### Given request
Please show each line of the data below that contains the string "instance".

### Given records

================================

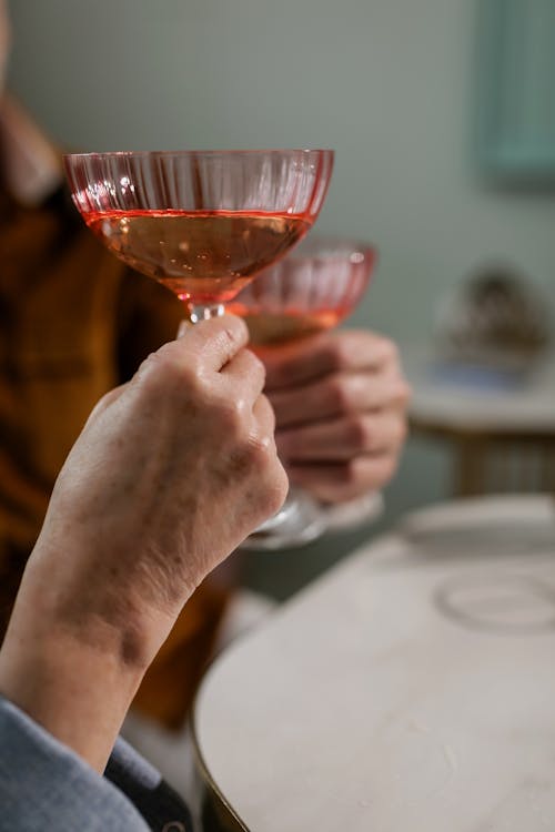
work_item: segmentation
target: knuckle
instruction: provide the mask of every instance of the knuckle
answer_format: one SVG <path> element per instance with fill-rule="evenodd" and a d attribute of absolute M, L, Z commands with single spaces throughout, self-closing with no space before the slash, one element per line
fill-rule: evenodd
<path fill-rule="evenodd" d="M 342 338 L 330 338 L 323 347 L 323 358 L 330 371 L 337 372 L 349 366 L 350 351 Z"/>
<path fill-rule="evenodd" d="M 356 450 L 365 450 L 372 447 L 374 442 L 374 429 L 369 419 L 362 414 L 354 414 L 347 422 L 347 438 L 350 447 Z"/>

================================

### Result below
instruction: provide the mask of every instance of the knuckle
answer_format: one SVG <path> element per instance with fill-rule="evenodd" and a d attribute of absolute M, L, Z commands with single spaces throughout, self-closing with no space before the slash, one element per line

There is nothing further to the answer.